> Problem to solve:
Print all of the data exactly as written.

> Exercise data:
'''
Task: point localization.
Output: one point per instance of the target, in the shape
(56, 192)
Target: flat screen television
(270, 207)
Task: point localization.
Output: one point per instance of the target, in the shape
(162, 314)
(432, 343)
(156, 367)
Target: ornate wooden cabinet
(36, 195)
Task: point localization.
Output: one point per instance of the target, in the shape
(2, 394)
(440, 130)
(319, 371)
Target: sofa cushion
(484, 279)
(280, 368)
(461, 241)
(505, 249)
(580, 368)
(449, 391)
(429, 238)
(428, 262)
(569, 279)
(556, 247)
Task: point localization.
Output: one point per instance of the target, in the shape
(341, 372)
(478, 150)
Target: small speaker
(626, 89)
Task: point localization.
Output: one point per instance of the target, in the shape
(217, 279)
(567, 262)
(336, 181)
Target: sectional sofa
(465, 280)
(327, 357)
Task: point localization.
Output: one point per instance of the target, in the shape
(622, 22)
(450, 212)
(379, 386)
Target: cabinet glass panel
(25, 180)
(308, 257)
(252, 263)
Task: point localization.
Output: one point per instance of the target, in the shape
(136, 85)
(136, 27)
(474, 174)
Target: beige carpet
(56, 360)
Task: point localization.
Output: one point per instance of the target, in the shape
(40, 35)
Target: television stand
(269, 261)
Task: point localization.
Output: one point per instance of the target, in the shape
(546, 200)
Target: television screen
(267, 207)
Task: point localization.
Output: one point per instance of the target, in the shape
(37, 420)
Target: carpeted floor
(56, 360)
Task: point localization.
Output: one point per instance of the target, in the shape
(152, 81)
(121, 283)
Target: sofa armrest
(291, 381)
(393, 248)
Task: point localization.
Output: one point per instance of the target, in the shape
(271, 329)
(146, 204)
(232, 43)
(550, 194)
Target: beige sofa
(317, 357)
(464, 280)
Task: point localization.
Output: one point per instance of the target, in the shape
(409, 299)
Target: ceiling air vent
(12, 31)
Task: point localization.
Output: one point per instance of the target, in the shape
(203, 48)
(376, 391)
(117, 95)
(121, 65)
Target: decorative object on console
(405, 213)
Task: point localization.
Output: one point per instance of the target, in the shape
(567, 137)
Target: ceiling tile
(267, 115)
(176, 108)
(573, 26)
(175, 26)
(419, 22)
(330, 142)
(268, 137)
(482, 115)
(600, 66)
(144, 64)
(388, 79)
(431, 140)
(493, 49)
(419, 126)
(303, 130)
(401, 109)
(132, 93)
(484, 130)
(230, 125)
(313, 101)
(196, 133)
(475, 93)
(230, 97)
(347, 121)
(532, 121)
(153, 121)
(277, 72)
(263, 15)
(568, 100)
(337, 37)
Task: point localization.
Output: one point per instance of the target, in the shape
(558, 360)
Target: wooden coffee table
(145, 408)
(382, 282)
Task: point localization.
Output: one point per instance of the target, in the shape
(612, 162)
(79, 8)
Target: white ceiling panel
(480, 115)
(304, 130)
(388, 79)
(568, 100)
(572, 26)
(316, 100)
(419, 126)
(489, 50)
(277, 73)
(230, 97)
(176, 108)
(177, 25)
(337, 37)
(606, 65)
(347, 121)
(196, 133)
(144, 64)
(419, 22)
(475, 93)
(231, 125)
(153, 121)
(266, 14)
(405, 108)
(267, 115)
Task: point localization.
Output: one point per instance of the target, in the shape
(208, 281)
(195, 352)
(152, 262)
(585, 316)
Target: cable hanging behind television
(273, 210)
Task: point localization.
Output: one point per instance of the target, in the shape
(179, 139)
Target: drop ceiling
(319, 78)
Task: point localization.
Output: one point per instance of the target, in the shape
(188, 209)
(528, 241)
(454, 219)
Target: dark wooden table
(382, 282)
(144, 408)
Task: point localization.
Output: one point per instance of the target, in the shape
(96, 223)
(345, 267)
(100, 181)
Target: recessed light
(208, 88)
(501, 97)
'''
> Answer to this task:
Task: point localization.
Output: one point per instance of the target, in the shape
(56, 192)
Target: flat screen television
(270, 207)
Task: point localization.
Output: one point per instance of the target, in the shape
(162, 314)
(432, 343)
(156, 367)
Target: ornate wooden cabinet
(36, 195)
Task: point localization.
Output: one point per instance of the target, in the shape
(2, 394)
(440, 130)
(319, 371)
Target: sofa cushion
(484, 279)
(280, 368)
(461, 241)
(505, 249)
(580, 368)
(449, 391)
(429, 238)
(428, 262)
(569, 279)
(556, 247)
Task: point localization.
Output: one point per instance of the target, in the shape
(341, 372)
(478, 150)
Target: small speaker
(626, 89)
Task: point localization.
Output: one point per instance of the target, in the shape
(217, 279)
(567, 262)
(336, 181)
Target: sectional sofa
(465, 280)
(327, 357)
Task: point localization.
Output: one point per instance of the target, in the shape
(622, 22)
(450, 212)
(379, 386)
Target: cabinet glass panel
(25, 180)
(308, 257)
(252, 263)
Task: point localization.
Output: one point per instance of the target, in the shape
(136, 85)
(136, 27)
(474, 174)
Target: beige carpet
(56, 360)
Task: point localization.
Output: one point per instance of the target, in the shape
(40, 35)
Target: television stand
(269, 261)
Task: point localization.
Output: one point per instance of the target, in the shape
(546, 200)
Target: television screen
(267, 207)
Task: point localization.
Output: one point per instance of the target, in the shape
(37, 420)
Target: carpeted floor
(56, 360)
Task: point localization.
Output: one point per instance of the target, in the shape
(152, 81)
(121, 283)
Target: sofa armrest
(291, 381)
(393, 248)
Task: point localization.
Output: one point per instance of the target, in the shape
(271, 329)
(146, 204)
(232, 43)
(550, 194)
Target: beige sofa
(317, 357)
(464, 280)
Task: point localization.
Output: one point per instance of the target, in the shape
(409, 299)
Target: ceiling air vent
(12, 31)
Task: point localization.
Output: one point per instance of the target, in the shape
(203, 48)
(376, 391)
(117, 95)
(121, 65)
Target: decorative object on console
(405, 213)
Task: point localization.
Output: one point per instance of the target, in the shape
(567, 137)
Target: ceiling tile
(267, 115)
(176, 108)
(573, 26)
(175, 26)
(419, 22)
(330, 142)
(268, 137)
(482, 115)
(600, 66)
(144, 64)
(388, 79)
(431, 140)
(493, 49)
(419, 126)
(303, 130)
(401, 109)
(132, 93)
(484, 130)
(230, 125)
(313, 101)
(196, 133)
(475, 93)
(230, 97)
(347, 121)
(532, 121)
(153, 121)
(277, 72)
(263, 15)
(568, 100)
(337, 37)
Task: point localization.
Output: one point per instance of the target, in the shape
(558, 360)
Target: wooden coffee table
(145, 408)
(382, 282)
Task: point localization.
Output: one point per instance of the target, in the shape
(612, 162)
(79, 8)
Target: white ceiling panel
(480, 115)
(304, 130)
(388, 79)
(568, 100)
(572, 26)
(316, 100)
(419, 126)
(489, 50)
(277, 73)
(230, 97)
(176, 108)
(177, 25)
(337, 37)
(606, 65)
(347, 121)
(196, 133)
(144, 64)
(419, 22)
(475, 93)
(231, 125)
(153, 121)
(266, 14)
(405, 108)
(267, 115)
Task: point localization.
Output: one point per instance of the target, in the shape
(208, 281)
(195, 352)
(152, 262)
(585, 316)
Target: cable hanging behind television
(273, 210)
Task: point localization.
Output: one point per instance of the target, in the shape
(179, 139)
Target: drop ceiling
(319, 78)
Task: point localization.
Output: one point per instance of the target, in the shape
(188, 209)
(528, 241)
(454, 219)
Target: dark wooden table
(382, 282)
(144, 408)
Task: point localization.
Output: one point per instance of the target, in the shape
(96, 223)
(345, 267)
(100, 181)
Target: recessed light
(208, 88)
(501, 97)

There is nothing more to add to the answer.